◆ **Exercise instructions**: With images removed, return the whole listing exactly as written.

◆ **Data section**:

════════

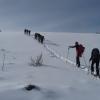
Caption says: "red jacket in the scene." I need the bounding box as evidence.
[70,44,82,57]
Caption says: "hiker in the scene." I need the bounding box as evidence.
[34,33,38,39]
[89,48,100,77]
[69,42,85,67]
[28,30,31,35]
[34,33,45,44]
[40,35,44,44]
[24,29,27,34]
[24,29,31,35]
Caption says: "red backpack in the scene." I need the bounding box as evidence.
[79,44,85,57]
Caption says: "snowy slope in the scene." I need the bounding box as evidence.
[0,31,100,100]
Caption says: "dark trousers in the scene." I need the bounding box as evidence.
[76,56,80,67]
[91,60,99,76]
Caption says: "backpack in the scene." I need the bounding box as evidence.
[79,44,85,57]
[91,48,100,59]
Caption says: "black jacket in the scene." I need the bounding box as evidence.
[89,48,100,62]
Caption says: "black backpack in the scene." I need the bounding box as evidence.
[91,48,100,59]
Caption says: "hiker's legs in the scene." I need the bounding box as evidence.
[96,61,99,76]
[91,61,94,74]
[76,56,80,67]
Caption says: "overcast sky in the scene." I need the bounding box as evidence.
[0,0,100,33]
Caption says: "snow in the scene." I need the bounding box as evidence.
[0,31,100,100]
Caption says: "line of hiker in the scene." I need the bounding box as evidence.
[34,33,45,44]
[24,29,31,36]
[23,31,100,78]
[68,41,100,78]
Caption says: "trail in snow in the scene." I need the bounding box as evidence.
[30,34,86,68]
[44,43,92,72]
[43,43,100,79]
[44,44,87,67]
[29,34,97,78]
[30,34,89,70]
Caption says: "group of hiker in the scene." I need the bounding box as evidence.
[69,41,100,78]
[24,30,45,44]
[24,29,31,36]
[34,33,45,44]
[24,30,100,78]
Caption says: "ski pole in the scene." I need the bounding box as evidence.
[83,54,87,67]
[82,54,90,74]
[66,47,70,59]
[87,61,91,74]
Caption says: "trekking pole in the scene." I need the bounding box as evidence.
[66,47,70,63]
[83,54,87,67]
[83,54,90,74]
[87,61,91,74]
[66,47,70,59]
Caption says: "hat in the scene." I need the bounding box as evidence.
[75,41,78,45]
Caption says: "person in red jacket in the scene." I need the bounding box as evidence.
[69,42,85,67]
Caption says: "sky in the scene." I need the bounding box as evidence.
[0,0,100,33]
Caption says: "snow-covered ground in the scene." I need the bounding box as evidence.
[0,31,100,100]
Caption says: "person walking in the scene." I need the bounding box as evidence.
[69,41,85,67]
[89,48,100,77]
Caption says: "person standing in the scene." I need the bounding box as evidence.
[69,42,85,67]
[89,48,100,77]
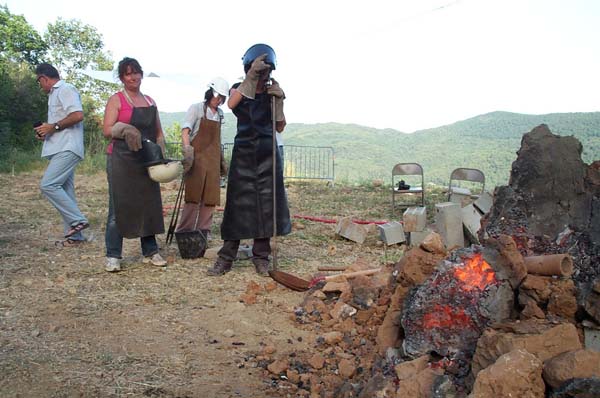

════════

◆ **Answer area**:
Caption says: "red jacket in the scene." I need the bounding box as evidence.
[70,44,82,57]
Caption says: "hiker in the scene." I need the bounding box as evidence.
[34,33,38,39]
[89,48,100,77]
[69,42,85,67]
[28,30,31,35]
[34,33,45,44]
[40,35,44,44]
[24,29,27,34]
[24,29,31,35]
Caption says: "red backpack in the scene." I need the bounding box as evidence.
[79,44,85,57]
Caption says: "snowy slope in the scene." I need the bounding box as evidence.
[0,31,100,100]
Caption says: "dark trousers in the scene." I need the bounding box as evidence.
[76,56,80,67]
[91,60,99,76]
Caption says: "backpack in the scene." I need the bounding box as evidence.
[79,44,85,57]
[91,48,100,59]
Caption says: "black jacket in the scene." I need the bounding box as evidence.
[89,48,100,62]
Caption says: "black backpack in the scene." I need the bounding box as evidence.
[91,48,100,59]
Caption says: "hiker's legs in the scene." I need the bounding box as evidence.
[96,61,99,76]
[91,61,94,74]
[76,56,80,67]
Caption says: "overcast sky in the scene." I need the bounding box as evidence.
[0,0,100,33]
Caption says: "snow in the scene." I need the bounding box as evidence.
[0,31,100,100]
Caption says: "line of hiker in the scene." I need the bounding box as evidence.
[34,33,45,44]
[24,29,31,36]
[23,31,100,78]
[68,41,100,78]
Caption says: "trail in snow in the scene." I need the bounding box as evidence.
[30,34,86,68]
[44,43,92,72]
[43,43,100,79]
[44,44,87,67]
[29,34,97,78]
[30,34,89,70]
Caption says: "group of hiker in the scene." I need the bounding box as evidence.
[69,41,100,78]
[24,30,45,44]
[24,29,31,36]
[34,33,45,44]
[24,30,100,78]
Caption says: "ski pole in the scene." I need the bounding box as evidence.
[83,54,87,67]
[82,54,90,74]
[66,47,70,59]
[87,61,91,74]
Caption says: "trekking pole in the scene." I need the bounding box as evidence.
[66,47,70,63]
[83,54,87,67]
[83,54,90,74]
[87,61,91,74]
[66,47,70,59]
Caption says: "hat in the scene." I need the bounding box as evidence.
[75,41,78,45]
Caption says: "person in red jacket in the scene." I need the bounding box as evidence.
[69,42,85,67]
Caption says: "sky in the scene." I need the bounding box as evidence.
[0,0,100,33]
Caption says: "snow-covered ground in the scene." I need the bounding box as evidence.
[0,31,100,100]
Caption says: "person walking in the scene." I need the bounding box as evidence.
[69,41,85,67]
[89,48,100,77]
Caption says: "person standing in the scene." I need the bounding box as evidence.
[69,42,85,67]
[89,48,100,77]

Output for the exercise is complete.